__WORK TO BE COMPLETED__.
Copy the lines below word for word, changing nothing.

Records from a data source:
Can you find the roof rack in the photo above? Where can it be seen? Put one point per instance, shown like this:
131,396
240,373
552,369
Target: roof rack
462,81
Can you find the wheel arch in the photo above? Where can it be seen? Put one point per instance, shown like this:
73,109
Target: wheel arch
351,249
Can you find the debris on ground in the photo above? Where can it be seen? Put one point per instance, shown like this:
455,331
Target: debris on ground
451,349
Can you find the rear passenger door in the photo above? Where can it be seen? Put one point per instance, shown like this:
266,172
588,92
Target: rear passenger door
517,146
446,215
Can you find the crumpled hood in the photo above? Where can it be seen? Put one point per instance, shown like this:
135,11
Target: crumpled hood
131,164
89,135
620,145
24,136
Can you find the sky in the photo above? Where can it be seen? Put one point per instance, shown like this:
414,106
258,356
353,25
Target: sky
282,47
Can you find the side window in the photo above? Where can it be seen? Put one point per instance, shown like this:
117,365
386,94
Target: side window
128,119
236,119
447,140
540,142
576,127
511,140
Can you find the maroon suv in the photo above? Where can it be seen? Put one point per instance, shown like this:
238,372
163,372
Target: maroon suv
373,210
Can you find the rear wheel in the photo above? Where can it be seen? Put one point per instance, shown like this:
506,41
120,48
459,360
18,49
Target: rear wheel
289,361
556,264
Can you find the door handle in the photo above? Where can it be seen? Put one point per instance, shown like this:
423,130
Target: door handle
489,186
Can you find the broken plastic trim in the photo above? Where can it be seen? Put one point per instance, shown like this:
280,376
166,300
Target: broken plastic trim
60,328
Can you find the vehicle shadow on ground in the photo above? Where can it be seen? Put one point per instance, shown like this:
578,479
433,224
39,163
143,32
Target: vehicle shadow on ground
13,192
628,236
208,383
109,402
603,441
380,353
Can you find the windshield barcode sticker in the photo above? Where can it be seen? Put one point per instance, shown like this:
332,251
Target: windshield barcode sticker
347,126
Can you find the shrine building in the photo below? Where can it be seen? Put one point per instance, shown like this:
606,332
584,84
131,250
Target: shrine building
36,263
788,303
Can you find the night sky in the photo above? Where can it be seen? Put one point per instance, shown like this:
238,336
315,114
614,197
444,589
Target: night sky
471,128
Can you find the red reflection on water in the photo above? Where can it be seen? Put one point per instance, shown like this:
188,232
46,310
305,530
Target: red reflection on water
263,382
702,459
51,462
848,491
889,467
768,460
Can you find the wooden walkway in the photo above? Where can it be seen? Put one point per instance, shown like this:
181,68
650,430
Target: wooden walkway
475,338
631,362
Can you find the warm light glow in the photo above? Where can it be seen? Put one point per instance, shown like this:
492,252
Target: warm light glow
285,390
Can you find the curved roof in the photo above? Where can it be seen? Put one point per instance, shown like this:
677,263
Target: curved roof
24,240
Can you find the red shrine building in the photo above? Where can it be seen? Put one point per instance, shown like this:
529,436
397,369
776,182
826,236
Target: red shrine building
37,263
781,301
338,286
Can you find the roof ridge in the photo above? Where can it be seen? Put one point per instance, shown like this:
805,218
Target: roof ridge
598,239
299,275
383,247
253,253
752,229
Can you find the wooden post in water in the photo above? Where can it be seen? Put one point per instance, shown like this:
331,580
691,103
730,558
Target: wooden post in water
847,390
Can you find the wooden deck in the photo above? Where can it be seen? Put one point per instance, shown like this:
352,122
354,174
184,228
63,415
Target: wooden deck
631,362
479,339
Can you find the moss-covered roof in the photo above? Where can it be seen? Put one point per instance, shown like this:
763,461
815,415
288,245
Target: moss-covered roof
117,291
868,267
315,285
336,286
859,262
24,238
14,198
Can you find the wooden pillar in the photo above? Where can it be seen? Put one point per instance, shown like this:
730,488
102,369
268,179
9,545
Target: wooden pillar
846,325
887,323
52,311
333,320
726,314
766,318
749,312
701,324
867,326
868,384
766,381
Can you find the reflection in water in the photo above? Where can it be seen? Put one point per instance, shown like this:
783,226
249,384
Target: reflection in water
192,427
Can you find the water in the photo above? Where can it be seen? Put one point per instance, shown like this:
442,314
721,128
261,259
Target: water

__FINISHED TASK__.
Can you find the roof rack in the photo above? Where can it be seen? Put one point per instance, shown like this:
131,396
240,373
552,369
Target: roof rack
462,81
Can you find the wheel arch in the photo above? Where can it be seen? Put one point per instance, shown like this:
73,109
Target: wheel arch
351,249
Can you find the debris on ground in the photo above? Where can it be seen? Put one point per instance, shown like this:
455,331
Target: debris on ground
451,349
Can you find the rear passenger door in the photo above? Where can it be seen? Put one point per instance, shown like this:
266,172
588,92
Target: rear passenger door
517,146
446,215
Can you find the crumpled hood in the photo above? Where can it be seen? Put one point per instance, shown like this:
135,11
Target: crumpled hood
131,164
89,135
620,145
24,136
Can you find the sky in the photo above? Where can it be seen? Put one point per instance, shown like this:
414,106
258,356
353,25
Target: sky
282,47
Can you find the side window in the photo above? Where can it be seen? Put one point per instance, shown like this:
117,365
386,94
Target: side window
128,119
236,119
447,140
540,142
576,127
511,140
Can you find the maroon suv in the photo above? Where can it be seen? Put one point per instance, shown like this:
238,372
163,372
Target: maroon suv
373,210
Can you find the rear wheel in the photo above? Where can it be seen? Put one point per instance, shown like this:
506,41
120,48
459,360
18,49
Target: rear wheel
289,361
556,264
Can you find the door handle in the photo above? Where can it be seen? Put one point per instance, shown like this:
423,130
Target: door handle
489,186
Can you find the broken plastic trim in the photo above? Where can it be seen? Put one point per instance, shown like this:
280,376
166,300
Target: broken plastic trim
60,328
Can you find the vehicle shadow on ground in the photo above? Where can it be seen? Put one point per instance, shown like this:
578,479
433,224
39,163
143,32
Target: vehicle shadow on ground
13,192
628,236
208,383
109,402
603,441
380,353
Can you find the windshield barcode sticker in the photo above? Where can it be seen? Put one point per instance, shown like this:
332,251
Target: windshield barcode sticker
347,126
Can you find the shrine building in the photo below? Where can it be seen? Put one point per instance, shown like this:
606,332
584,84
131,250
Target: shrine building
36,263
788,303
Can you find the night sky in the photo above? Where can it be seen? Put one point per instance, shown like this:
238,336
315,114
614,197
444,589
Target: night sky
471,128
Can you find the red reflection on water in the photo above? Where can it be seen? Put one point per instance, shown like this:
188,232
46,310
305,530
Target: red reflection on water
263,382
702,459
51,462
848,491
889,467
768,460
Can you find the wooden walkway in the photo above? Where can it be seen? Put one point per instance, shown like this:
181,68
650,430
Target: wooden walkway
475,338
631,362
Can you find the warm light glow in the photo above? Where can it be seen? Put one point per instance, shown like this:
492,252
Target: warm light glow
285,390
Can you find the curved roof in the photo above? Where can it be seen? Put one point per instance, shown like this:
677,263
Target: curved roof
24,240
Can you find the red shrine building in the photo above? Where can it be seen? Put one point per instance, shown like this:
529,436
397,369
776,182
826,236
Target: red shrine building
37,263
781,301
338,286
Can you find the roof ridge in the photo above? Where can it be seen? Put one point per instance, shown like this:
805,218
Target: roof ridge
598,239
299,275
383,247
253,253
752,229
Can you find the wooden post in water in the photo above? Where can it be seen? Put one point per instance, shown like this:
331,580
691,103
730,558
Target: wooden post in water
847,390
Can you find the wooden deck in the photo above? Where can it be seen? Put one point per instance, shown like this:
352,122
354,174
184,228
63,415
Target: wooden deck
631,362
479,339
Can you find the moss-covered roof in the photo above? Where can it be seen? Put one point per instance, shown like this:
763,461
815,415
288,245
Target: moss-covered roof
117,291
868,267
315,285
336,286
859,262
24,238
14,198
Can you find the wooden pillar in the photo above? Where can it be seen? Put one point per instance, shown like this:
730,488
102,369
268,179
9,545
Target: wooden pillar
846,325
887,323
52,311
333,320
726,314
766,318
749,312
701,324
867,326
868,384
766,381
Can you find the reflection in water in the photo above? Where can it be seen? Put one point per instance, shown like this:
783,226
249,384
Target: reflection in water
192,427
Can you find the water in the photo above? Where can it be seen? Put one point per instance, shown like this:
442,314
721,128
261,259
Target: water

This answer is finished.